Task description: Using the records that follow, work out how many lines hold the string "below" and provide that number only.

*** Records for this exercise ***

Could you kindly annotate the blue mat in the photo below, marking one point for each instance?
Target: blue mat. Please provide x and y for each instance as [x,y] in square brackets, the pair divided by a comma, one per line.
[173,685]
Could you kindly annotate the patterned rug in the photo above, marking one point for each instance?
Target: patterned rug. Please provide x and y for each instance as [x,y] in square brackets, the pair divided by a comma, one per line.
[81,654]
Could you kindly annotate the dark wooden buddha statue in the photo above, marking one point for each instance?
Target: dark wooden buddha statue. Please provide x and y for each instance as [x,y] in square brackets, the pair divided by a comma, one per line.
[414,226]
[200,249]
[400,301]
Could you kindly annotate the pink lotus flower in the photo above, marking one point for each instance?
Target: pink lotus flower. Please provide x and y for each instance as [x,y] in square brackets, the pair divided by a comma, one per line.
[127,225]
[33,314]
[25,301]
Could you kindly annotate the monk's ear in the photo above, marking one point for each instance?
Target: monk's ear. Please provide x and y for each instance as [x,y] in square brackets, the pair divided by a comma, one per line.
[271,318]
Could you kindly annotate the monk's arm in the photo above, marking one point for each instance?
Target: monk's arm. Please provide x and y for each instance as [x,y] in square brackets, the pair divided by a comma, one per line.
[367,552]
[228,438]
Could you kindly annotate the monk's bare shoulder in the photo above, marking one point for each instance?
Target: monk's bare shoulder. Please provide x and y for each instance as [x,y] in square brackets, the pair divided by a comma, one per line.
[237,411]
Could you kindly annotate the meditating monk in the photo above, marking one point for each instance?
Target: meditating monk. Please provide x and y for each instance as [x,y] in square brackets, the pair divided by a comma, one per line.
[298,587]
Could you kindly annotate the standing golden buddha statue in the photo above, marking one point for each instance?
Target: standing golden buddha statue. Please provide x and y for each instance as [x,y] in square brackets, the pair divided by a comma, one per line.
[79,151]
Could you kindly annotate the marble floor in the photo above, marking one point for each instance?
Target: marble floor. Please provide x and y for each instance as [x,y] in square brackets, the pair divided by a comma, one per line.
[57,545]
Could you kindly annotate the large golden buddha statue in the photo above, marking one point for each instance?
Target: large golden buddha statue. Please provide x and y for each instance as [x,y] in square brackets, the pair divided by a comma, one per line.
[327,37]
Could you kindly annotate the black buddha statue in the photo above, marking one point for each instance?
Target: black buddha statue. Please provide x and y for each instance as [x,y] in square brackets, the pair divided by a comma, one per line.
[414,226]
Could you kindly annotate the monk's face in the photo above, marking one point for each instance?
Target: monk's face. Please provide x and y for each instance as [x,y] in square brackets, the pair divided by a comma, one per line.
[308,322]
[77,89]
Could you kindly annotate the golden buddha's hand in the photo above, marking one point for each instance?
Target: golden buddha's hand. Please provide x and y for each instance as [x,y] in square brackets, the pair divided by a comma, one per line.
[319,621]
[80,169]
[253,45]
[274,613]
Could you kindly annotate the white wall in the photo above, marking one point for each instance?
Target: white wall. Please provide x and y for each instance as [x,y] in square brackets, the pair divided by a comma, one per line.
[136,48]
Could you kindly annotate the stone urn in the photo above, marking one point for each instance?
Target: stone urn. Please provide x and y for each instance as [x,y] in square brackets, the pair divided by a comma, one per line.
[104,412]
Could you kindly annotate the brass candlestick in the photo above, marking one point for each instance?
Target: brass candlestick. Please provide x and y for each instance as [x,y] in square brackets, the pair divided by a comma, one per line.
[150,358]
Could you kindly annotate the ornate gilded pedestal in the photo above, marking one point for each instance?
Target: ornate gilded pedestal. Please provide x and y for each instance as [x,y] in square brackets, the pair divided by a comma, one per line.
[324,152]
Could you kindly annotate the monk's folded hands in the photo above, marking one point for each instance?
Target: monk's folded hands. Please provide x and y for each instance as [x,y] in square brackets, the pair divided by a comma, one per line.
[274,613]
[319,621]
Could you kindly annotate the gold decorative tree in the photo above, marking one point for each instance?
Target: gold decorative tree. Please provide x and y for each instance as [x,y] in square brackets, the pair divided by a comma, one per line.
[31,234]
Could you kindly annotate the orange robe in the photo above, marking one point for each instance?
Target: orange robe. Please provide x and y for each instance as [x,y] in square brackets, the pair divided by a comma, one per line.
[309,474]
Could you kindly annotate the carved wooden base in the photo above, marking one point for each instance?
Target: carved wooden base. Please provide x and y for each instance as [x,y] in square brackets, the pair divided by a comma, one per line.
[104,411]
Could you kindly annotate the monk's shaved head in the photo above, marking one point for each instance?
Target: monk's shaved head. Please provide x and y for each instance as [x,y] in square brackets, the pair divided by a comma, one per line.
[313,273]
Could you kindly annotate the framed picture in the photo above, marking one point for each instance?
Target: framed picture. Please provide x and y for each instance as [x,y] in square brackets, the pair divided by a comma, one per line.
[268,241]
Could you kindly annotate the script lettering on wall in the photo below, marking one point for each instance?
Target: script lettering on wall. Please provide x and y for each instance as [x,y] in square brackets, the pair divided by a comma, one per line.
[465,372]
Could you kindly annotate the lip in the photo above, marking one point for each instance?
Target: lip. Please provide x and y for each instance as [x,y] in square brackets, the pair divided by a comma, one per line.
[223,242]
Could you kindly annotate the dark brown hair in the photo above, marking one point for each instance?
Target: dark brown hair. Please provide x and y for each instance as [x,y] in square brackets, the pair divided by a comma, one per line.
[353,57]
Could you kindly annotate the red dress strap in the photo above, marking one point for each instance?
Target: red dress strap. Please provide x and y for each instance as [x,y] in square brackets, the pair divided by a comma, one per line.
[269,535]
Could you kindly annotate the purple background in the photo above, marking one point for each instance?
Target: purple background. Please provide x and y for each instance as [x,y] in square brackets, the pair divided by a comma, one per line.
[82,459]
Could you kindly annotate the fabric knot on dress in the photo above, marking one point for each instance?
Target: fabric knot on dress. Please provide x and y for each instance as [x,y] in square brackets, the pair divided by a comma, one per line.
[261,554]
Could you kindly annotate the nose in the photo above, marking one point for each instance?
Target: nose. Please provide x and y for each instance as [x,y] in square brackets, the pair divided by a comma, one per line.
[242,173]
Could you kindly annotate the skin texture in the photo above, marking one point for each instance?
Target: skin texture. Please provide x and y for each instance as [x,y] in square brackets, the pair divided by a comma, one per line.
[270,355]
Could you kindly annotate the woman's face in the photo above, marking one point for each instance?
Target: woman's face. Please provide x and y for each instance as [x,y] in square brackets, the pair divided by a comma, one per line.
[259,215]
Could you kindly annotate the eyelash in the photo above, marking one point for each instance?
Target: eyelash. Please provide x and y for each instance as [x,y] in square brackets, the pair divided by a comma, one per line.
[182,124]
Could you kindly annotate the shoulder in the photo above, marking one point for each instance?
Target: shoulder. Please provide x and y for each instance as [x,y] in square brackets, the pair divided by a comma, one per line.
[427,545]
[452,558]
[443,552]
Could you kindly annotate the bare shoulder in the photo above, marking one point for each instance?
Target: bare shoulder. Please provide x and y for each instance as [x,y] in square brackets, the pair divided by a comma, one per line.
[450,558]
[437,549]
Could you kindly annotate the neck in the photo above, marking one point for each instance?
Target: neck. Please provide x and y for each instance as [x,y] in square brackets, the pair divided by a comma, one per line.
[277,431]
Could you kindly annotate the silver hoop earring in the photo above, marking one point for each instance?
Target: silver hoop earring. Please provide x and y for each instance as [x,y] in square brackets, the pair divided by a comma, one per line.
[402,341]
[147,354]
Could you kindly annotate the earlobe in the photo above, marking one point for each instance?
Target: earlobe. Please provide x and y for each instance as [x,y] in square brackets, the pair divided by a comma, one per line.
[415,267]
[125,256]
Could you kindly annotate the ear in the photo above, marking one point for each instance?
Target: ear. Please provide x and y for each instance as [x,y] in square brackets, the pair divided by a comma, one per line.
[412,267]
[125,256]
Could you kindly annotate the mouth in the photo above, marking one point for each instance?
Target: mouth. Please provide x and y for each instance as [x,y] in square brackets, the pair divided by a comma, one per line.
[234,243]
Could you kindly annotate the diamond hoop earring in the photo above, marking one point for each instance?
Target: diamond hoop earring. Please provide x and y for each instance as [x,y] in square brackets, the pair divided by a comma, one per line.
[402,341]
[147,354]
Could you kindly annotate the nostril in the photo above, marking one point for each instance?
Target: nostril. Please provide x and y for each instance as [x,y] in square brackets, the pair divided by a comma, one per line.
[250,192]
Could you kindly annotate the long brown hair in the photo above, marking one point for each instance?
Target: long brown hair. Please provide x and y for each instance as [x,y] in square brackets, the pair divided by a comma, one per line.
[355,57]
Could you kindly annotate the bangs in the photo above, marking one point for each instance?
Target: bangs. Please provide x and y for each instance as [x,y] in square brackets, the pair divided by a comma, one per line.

*** End of Records for this exercise ***

Solution for this problem: 2